## start Dataset records
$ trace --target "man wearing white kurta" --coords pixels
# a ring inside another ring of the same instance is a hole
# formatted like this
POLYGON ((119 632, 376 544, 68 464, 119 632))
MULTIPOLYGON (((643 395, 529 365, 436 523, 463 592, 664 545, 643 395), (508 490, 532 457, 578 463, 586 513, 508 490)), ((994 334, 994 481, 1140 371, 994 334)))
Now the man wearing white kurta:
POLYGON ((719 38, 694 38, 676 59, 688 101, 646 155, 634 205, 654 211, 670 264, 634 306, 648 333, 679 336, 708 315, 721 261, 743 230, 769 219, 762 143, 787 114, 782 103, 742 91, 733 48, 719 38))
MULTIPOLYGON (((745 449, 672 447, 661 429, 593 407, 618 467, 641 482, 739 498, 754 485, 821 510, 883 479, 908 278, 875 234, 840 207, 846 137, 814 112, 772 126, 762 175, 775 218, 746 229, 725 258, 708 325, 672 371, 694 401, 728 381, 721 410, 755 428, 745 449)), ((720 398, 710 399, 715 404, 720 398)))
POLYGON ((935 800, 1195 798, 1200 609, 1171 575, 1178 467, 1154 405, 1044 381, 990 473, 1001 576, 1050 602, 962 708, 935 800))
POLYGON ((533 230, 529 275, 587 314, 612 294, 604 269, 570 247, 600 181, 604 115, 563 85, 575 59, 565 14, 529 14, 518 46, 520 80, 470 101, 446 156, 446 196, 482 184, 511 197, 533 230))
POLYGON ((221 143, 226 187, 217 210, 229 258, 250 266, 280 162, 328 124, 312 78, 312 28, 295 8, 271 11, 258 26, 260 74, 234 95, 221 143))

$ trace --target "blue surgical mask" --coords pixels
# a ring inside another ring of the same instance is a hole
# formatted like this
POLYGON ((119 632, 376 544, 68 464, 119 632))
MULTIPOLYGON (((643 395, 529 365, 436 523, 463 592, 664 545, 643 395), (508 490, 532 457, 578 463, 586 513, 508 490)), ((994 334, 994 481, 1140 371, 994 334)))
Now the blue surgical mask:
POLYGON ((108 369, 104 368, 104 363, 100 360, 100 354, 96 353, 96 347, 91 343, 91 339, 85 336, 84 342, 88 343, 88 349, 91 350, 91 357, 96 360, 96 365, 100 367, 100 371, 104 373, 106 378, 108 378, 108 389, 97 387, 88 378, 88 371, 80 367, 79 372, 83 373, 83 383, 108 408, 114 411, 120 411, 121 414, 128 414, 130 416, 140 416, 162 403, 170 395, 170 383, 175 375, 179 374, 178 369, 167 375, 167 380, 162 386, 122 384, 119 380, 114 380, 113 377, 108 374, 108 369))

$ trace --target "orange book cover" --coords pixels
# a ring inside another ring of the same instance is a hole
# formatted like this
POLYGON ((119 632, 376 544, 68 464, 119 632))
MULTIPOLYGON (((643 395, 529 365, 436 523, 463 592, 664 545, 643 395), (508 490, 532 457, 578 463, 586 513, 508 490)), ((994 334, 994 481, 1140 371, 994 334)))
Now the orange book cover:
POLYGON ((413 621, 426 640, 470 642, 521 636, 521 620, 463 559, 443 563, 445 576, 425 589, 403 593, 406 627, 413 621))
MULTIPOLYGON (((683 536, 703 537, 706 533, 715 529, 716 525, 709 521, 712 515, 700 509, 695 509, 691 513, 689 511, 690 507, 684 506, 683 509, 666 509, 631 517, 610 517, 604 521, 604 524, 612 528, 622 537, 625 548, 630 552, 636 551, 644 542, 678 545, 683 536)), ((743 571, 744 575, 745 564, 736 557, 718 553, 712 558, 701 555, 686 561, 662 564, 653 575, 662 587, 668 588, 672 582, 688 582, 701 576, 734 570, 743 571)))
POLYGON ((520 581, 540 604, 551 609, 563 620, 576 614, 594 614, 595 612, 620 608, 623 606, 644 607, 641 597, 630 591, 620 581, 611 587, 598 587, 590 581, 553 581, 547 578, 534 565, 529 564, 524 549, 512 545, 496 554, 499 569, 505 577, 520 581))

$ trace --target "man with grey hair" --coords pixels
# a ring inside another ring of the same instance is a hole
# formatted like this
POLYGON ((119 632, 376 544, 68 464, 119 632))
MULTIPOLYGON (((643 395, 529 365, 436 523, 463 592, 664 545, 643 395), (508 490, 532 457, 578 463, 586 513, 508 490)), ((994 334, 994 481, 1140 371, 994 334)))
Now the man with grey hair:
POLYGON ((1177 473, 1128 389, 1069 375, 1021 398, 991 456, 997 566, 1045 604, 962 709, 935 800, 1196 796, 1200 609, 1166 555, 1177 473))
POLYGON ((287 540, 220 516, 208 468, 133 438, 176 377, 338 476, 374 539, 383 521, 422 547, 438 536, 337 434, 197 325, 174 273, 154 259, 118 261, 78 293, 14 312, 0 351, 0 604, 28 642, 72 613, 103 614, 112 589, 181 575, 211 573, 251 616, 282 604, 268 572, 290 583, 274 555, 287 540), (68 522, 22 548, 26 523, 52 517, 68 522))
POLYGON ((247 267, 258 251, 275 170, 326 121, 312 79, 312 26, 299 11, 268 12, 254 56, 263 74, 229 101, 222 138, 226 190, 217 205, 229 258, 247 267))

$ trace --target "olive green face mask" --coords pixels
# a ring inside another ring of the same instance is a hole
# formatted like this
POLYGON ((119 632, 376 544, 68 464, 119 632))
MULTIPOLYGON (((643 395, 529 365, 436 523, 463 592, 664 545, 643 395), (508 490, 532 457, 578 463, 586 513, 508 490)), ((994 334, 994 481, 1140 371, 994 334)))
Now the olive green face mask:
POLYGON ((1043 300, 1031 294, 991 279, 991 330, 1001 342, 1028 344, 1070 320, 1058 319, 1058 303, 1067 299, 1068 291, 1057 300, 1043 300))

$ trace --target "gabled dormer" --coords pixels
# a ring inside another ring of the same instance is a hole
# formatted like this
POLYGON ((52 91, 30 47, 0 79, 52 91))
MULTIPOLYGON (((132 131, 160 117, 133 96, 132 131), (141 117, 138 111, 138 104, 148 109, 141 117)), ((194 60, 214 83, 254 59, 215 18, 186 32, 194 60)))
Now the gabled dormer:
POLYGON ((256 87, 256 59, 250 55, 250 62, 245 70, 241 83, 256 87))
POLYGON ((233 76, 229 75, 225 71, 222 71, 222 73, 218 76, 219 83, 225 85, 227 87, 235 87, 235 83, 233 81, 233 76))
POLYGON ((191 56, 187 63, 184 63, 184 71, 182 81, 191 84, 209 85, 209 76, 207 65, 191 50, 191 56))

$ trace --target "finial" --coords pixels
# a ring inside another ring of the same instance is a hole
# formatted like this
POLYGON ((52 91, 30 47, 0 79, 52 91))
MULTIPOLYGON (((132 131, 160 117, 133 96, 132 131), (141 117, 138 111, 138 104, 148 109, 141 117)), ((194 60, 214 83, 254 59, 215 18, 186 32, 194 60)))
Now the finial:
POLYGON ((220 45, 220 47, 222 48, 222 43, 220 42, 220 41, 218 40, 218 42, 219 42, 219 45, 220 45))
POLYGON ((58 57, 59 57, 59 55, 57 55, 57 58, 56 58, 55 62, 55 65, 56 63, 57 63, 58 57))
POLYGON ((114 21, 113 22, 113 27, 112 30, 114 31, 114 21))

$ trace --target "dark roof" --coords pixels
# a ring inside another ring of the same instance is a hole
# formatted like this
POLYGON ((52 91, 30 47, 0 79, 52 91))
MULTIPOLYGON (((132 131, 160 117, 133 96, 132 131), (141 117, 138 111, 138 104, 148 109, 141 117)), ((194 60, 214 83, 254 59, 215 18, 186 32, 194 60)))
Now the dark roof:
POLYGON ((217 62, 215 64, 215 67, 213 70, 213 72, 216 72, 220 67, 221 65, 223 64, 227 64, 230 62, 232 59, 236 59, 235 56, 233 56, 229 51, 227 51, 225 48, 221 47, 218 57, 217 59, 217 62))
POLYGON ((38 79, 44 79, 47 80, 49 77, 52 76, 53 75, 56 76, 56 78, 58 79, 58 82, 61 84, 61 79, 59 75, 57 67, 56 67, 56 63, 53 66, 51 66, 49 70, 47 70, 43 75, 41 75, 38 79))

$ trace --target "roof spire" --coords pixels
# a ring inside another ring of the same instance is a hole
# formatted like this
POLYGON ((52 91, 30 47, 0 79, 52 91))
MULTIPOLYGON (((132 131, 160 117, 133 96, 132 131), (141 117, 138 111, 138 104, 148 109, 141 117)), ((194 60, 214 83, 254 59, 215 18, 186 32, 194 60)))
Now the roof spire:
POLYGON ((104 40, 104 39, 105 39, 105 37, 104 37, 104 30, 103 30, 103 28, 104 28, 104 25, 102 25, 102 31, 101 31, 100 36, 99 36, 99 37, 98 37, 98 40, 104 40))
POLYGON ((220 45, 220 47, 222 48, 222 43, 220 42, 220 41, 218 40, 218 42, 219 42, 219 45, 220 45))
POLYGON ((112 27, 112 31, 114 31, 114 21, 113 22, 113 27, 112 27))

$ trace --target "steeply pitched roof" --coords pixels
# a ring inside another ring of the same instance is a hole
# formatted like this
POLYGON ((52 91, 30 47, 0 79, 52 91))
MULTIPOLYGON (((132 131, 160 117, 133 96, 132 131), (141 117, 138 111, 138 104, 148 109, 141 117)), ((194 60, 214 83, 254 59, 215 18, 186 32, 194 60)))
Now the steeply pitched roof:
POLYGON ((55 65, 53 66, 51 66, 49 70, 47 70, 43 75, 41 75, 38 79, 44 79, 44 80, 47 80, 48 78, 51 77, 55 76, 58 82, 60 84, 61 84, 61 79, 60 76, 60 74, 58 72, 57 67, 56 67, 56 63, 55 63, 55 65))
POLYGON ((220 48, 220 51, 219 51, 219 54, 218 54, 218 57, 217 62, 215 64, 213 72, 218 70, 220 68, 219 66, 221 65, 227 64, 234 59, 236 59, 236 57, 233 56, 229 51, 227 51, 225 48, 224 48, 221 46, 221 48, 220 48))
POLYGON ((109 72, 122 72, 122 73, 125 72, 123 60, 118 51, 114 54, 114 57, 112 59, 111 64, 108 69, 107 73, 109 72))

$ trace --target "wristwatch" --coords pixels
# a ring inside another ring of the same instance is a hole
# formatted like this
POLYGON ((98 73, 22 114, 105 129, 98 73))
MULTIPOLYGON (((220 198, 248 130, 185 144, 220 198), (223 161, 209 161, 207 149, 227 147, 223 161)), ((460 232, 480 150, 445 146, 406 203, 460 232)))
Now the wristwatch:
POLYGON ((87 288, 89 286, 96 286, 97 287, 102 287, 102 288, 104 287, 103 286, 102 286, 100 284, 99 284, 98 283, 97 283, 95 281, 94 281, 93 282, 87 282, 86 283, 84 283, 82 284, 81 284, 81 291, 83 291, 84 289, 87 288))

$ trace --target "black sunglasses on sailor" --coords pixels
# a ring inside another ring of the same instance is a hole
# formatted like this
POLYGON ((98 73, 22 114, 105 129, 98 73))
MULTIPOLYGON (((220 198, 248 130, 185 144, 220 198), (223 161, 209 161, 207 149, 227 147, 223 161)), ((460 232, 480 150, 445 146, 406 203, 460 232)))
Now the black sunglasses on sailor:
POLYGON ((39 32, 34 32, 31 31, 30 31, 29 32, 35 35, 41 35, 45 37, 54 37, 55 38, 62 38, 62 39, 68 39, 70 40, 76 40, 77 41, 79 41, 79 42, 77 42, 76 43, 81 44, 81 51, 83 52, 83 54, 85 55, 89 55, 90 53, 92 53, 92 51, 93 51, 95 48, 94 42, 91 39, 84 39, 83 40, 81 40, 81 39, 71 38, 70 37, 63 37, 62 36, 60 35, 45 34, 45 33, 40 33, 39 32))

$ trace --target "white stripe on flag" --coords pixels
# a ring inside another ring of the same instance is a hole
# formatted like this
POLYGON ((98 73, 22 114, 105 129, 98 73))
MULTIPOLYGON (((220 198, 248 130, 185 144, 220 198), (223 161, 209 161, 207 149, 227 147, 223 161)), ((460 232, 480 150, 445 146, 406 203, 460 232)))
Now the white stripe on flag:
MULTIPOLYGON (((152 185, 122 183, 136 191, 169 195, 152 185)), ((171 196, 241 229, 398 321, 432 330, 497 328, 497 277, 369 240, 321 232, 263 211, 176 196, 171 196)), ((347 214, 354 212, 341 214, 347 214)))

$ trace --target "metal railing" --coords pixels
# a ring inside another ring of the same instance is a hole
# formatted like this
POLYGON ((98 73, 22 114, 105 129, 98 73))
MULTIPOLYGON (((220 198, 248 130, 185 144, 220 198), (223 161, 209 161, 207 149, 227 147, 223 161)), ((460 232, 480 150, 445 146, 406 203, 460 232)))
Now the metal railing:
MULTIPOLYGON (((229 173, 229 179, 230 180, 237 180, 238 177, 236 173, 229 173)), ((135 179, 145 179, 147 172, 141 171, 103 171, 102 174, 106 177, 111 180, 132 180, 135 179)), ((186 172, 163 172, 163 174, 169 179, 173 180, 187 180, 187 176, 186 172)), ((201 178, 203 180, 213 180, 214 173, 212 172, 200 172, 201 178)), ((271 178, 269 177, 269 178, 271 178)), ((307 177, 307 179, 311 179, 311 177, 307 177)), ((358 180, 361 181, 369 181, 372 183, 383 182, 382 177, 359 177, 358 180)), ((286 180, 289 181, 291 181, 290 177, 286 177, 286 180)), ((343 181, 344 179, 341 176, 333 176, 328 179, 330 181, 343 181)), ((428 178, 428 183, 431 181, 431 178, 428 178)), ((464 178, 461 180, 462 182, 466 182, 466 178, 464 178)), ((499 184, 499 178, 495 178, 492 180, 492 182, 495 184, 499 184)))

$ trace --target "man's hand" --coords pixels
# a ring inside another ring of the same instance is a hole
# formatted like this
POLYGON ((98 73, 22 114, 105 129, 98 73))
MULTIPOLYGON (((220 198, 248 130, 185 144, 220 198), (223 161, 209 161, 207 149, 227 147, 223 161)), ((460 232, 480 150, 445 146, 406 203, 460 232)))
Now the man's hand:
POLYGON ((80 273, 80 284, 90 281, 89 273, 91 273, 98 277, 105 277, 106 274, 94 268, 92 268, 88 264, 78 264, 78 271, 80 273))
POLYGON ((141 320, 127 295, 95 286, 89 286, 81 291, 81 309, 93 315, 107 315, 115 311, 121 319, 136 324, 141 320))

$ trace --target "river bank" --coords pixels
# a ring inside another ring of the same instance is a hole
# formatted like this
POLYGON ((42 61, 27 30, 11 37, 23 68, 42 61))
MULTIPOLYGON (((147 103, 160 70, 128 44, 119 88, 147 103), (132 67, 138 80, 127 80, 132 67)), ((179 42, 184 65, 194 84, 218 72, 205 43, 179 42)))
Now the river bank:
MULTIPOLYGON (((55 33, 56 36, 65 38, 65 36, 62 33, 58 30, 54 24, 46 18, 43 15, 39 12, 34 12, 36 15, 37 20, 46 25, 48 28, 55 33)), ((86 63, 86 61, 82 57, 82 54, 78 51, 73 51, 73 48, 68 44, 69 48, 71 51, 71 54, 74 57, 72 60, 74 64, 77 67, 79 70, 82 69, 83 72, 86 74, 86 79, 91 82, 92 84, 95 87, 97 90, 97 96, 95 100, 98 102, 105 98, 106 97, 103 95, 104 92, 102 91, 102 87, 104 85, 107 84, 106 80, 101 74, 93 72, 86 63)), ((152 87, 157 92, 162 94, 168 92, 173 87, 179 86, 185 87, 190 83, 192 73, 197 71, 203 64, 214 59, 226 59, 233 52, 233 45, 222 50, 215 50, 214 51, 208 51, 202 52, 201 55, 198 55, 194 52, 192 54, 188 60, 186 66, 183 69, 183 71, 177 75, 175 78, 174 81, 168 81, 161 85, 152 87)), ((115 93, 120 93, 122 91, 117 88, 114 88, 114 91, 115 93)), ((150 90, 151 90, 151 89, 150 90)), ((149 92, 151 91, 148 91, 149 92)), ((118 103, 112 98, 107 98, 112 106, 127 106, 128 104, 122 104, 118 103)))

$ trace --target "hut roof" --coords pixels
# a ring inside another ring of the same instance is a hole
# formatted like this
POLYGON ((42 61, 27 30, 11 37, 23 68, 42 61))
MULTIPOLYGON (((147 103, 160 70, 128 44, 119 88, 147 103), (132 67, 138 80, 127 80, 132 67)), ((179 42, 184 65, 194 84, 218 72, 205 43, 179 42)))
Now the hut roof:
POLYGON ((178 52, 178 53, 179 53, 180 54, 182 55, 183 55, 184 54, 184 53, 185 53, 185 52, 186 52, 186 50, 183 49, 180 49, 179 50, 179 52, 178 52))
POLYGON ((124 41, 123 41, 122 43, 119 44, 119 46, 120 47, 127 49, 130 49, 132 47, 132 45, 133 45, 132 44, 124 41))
## end Dataset records
**Work instructions**:
Pick out every line in the entries above that contains the word "railing", and copy each of those lines in full.

**Answer to this exercise**:
$ trace --target "metal railing" --coords pixels
Now the metal railing:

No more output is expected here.